■ GIVEN PASSAGE
--

Northern Pac. Ry. Co. v. United States

MINTON, Circuit Judge.

This suit was brought under the Tucker Act1 to recover the difference between freight charges billed by the plaintiff at the full tariff rates and the amounts paid by *348the defendant at .land grant rates for transportation of shipments of Government property. The parties entered into a stipulation of the facts which was adopted by the District Court as its findings of fact.

Judgment from which this appeal is taken was entered dismissing plaintiff’s claim to recover freight charges on five shipments. The error relied upon is the District Court’s conclusion of law that each of the five shipments was “military or naval property moving for militarv or naval, and not for civil use,” and entitled to land grant rates under Section 321(a) Transportation Act, 1940, 49 U.S.C.A. § 65(a).

The facts as to the five shipments in controversy are as follows:

(1) Copper cable. In August, 1941, plaintiff and connecting carriers transported from Pawtucket, Rhode Island, to Tacoma, Washington, and delivered to consignee 15,780 pounds of insulated copper cable shipped by Inspector of Naval Material, United States Navy, Boston, Massachusetts, consigned to District Material Officer, 13th Naval District, % Seattle-Tacoma Shipbuilding Corporation, for Maritime Commission, Hull 123. The cable was furnished by the Navy Department for use in insulation of degaussing equipment (to neutralize magnetic mines) on Hull 123. Hull 123 was a single screw cargo vessel being built by the Seattle-Tacoma Shipbuilding Corporation under contract dated October, 1939, between said shipbuilding corporation and the Maritime Commission. In 1940, while the vessel was under construction, it was decided by the Navy Department and the Maritime Commission that all vessels under construction for the Commission should have degaussing equipment. Specifications for the. degaussing equipment for Hull 123, later known as the S. S. Idaho, were furnished by the Navy Department which assumed and paid the cost of installation and all transportation charges. The Hull was delivered on September 8, 1941, and was operated as directed by the Maritime Commission or the War Shipping Administration.

(2) Lumber for construction of a munitions plant. In January and February, 1942, the plaintiff transported from plants in Washington to New Brighton, Minnesota, seven carloads of lumber shipped by various lumber companies, consigned to the United States Area Engineer, Twin Cities’ Ordnance Plant, % Foley Brothers, Inc., and Walbridge, Aldinger Company. The lumber was for the construction of the Twin Cities Ordnance Plant at New Brighton for manufacture of .30 and .50 caliber ammunition under a cost-plus-fixed-fee construction and operation contract entered into in July, 1941, by the War Department with the Federal Cartridge Corporation of Minneapolis, Minnesota. Foley Brothers, Inc., and Walbridge, Aldinger Company were sub-contractors for construction.

--

■ INSTRUCTION 1
Using the opinion, answer these:
(a) Under which Act was the suit brought?
(b) How many pounds of insulated copper cable were delivered to the consignee?
(c) What calibers of ammunition was the Twin Cities Ordnance Plant to manufacture?
■ INSTRUCTION 2
Transcribe a portion of the opinion, beginning at the words "This suit was" and stopping after "findings of fact.".
■ INSTRUCTION 3
Render this sentence from the opinion in Spanish: "The parties entered into a stipulation of the facts which was adopted by the District Court as its findings of fact."

■ COLLECTED MATERIAL
--

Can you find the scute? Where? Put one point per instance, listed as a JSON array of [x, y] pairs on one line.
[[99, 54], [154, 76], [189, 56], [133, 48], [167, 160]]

--

■ WRITTEN ANSWER 1
(a) The Tucker Act.
(b) 15,780 pounds.
(c) .30 and .50 caliber.

■ WRITTEN ANSWER 2
This suit was brought under the Tucker Act1 to recover the difference between freight charges billed by the plaintiff at the full tariff rates and the amounts paid by *348the defendant at .land grant rates for transportation of shipments of Government property. The parties entered into a stipulation of the facts which was adopted by the District Court as its findings of fact.

■ WRITTEN ANSWER 3
Las partes celebraron una estipulación de los hechos, la cual fue adoptada por el Tribunal de Distrito como sus determinaciones de hecho.